>> start
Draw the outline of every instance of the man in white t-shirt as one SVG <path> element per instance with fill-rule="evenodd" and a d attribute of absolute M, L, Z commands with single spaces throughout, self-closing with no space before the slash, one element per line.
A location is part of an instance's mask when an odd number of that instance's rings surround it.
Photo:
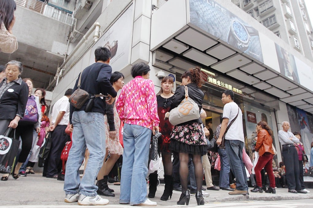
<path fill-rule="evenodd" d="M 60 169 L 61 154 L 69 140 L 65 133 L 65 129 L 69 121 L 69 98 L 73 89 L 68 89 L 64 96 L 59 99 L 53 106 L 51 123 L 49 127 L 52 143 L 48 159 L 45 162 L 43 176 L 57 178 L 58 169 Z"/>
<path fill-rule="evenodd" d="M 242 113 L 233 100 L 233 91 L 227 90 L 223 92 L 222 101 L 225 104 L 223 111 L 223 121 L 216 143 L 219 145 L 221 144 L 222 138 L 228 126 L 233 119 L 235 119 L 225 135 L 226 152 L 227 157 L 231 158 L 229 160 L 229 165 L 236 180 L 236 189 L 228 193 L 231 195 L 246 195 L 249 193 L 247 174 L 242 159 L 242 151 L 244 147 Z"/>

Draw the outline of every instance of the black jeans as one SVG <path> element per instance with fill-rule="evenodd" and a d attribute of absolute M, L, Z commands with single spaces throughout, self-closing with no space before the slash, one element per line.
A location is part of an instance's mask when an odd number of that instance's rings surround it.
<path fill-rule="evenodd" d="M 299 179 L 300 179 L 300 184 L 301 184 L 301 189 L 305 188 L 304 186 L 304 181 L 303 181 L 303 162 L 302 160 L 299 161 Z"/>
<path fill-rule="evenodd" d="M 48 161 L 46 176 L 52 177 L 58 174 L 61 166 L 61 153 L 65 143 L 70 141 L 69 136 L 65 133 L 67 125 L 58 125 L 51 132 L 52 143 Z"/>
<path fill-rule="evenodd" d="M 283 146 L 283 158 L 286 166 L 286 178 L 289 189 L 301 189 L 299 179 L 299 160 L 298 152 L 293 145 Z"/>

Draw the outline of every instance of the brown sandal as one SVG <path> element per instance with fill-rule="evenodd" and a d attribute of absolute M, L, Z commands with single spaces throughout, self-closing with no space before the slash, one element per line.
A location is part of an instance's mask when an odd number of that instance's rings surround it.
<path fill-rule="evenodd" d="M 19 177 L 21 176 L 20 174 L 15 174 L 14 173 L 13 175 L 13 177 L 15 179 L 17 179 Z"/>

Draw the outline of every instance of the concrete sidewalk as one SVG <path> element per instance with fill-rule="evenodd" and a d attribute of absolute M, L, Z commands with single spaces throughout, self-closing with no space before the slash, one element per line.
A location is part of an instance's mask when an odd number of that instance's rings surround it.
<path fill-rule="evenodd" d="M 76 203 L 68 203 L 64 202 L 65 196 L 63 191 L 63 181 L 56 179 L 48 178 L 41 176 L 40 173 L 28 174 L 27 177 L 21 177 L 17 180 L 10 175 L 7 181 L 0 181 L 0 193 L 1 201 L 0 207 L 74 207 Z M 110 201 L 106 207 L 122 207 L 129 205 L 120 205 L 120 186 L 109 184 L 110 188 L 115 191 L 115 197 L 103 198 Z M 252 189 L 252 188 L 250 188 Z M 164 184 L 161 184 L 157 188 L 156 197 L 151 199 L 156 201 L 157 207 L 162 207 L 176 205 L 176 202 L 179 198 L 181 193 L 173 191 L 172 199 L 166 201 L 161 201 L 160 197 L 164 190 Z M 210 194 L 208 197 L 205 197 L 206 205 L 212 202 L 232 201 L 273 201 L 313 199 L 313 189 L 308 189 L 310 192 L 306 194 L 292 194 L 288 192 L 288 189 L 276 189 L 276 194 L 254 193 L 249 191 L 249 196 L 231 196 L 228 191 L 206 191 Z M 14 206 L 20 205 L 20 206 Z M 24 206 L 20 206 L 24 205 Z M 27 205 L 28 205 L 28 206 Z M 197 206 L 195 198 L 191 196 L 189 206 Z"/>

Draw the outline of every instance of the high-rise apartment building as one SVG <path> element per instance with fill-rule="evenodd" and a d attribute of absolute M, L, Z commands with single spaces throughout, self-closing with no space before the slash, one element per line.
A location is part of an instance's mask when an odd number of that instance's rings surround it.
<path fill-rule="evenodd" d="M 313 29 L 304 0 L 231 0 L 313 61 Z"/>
>> end
THE REQUEST:
Reproduce all of the entries above word for word, leaving the pictures out.

RESPONSE TO THIS TASK:
Draw the outline of every instance of the man in white t-shirt as one SVG <path> element per instance with fill-rule="evenodd" and a d attribute of absolute M, L, Z commands with single spaces throughout, self-closing with no space before the slash, one element per line.
A location is part of an instance's mask when an odd number of that instance's rings surround it.
Photo:
<path fill-rule="evenodd" d="M 60 169 L 61 154 L 69 140 L 65 133 L 65 129 L 69 121 L 69 98 L 73 89 L 68 89 L 64 96 L 59 99 L 53 106 L 51 123 L 49 127 L 52 143 L 48 159 L 45 162 L 43 176 L 57 178 L 58 169 Z"/>
<path fill-rule="evenodd" d="M 242 113 L 233 100 L 233 91 L 227 90 L 223 92 L 222 101 L 225 104 L 223 111 L 223 121 L 216 143 L 219 145 L 221 144 L 222 138 L 228 126 L 233 119 L 235 119 L 225 135 L 226 152 L 227 157 L 231 158 L 229 160 L 229 165 L 236 180 L 236 189 L 228 193 L 231 195 L 246 195 L 249 193 L 247 174 L 242 159 L 242 151 L 244 147 Z"/>

Draw the outline of every instance of the black jeans as one SVG <path> element per instance with fill-rule="evenodd" and a d attribute of absolute M, L, Z commands with single spaces throughout, self-closing with no space before the slash, one element per line.
A location is part of an instance's mask when an odd number of that instance's rings surround it.
<path fill-rule="evenodd" d="M 299 179 L 300 179 L 300 184 L 301 184 L 301 189 L 305 188 L 304 186 L 304 181 L 303 181 L 303 162 L 302 160 L 299 161 Z"/>
<path fill-rule="evenodd" d="M 48 161 L 46 176 L 52 177 L 58 174 L 61 166 L 61 153 L 65 143 L 70 141 L 69 136 L 65 133 L 67 125 L 58 125 L 51 132 L 52 143 Z"/>
<path fill-rule="evenodd" d="M 283 146 L 283 158 L 286 166 L 286 178 L 289 189 L 301 189 L 299 179 L 299 160 L 298 152 L 293 145 Z"/>

Draw the outline of every instance of the brown sandal as one SVG <path> element per instance with fill-rule="evenodd" and a d attribute of absolute M, L, Z commands with single spaces throughout, self-closing with no space before the slash, one element per line.
A location is part of an instance's mask when an odd number of that instance's rings surround it.
<path fill-rule="evenodd" d="M 19 177 L 21 176 L 20 174 L 15 174 L 14 173 L 13 175 L 13 177 L 15 179 L 17 179 Z"/>

Draw the outline of every instance of the concrete sidewalk as one SVG <path> element per instance with fill-rule="evenodd" and a d attribute of absolute M, L, Z commands with single spaces throughout, self-closing with no space before the slash, one element per line.
A location is part of an instance's mask when an odd number of that instance's rings surround it.
<path fill-rule="evenodd" d="M 76 203 L 68 203 L 64 202 L 65 196 L 63 191 L 63 181 L 56 179 L 48 178 L 41 176 L 40 173 L 28 174 L 27 177 L 21 177 L 17 180 L 10 175 L 7 181 L 0 181 L 0 193 L 1 201 L 0 207 L 74 207 Z M 110 201 L 106 207 L 122 207 L 129 205 L 120 205 L 120 186 L 109 184 L 110 188 L 115 191 L 115 197 L 103 198 Z M 252 189 L 252 188 L 250 188 Z M 164 184 L 161 184 L 157 188 L 156 197 L 151 199 L 156 201 L 157 207 L 162 207 L 176 205 L 176 202 L 179 198 L 181 193 L 173 191 L 172 199 L 166 201 L 161 201 L 160 197 L 164 190 Z M 210 194 L 208 197 L 205 197 L 206 205 L 212 202 L 232 201 L 273 201 L 313 199 L 313 189 L 308 189 L 310 192 L 306 194 L 292 194 L 288 192 L 288 189 L 276 189 L 276 194 L 254 193 L 249 191 L 249 196 L 231 196 L 228 191 L 206 191 Z M 14 206 L 20 205 L 20 206 Z M 24 206 L 20 206 L 24 205 Z M 27 205 L 28 205 L 28 206 Z M 197 206 L 195 198 L 191 196 L 189 206 Z"/>

Draw the outline of every instance of the high-rise apartment building as one SVG <path> element per instance with fill-rule="evenodd" and a d attribute of absolute M, L, Z commands with single spaces throughout, self-closing with no space before the slash, one element per line.
A location is part of an instance's mask when an odd number of that instance's rings surround it.
<path fill-rule="evenodd" d="M 313 29 L 304 0 L 231 0 L 313 61 Z"/>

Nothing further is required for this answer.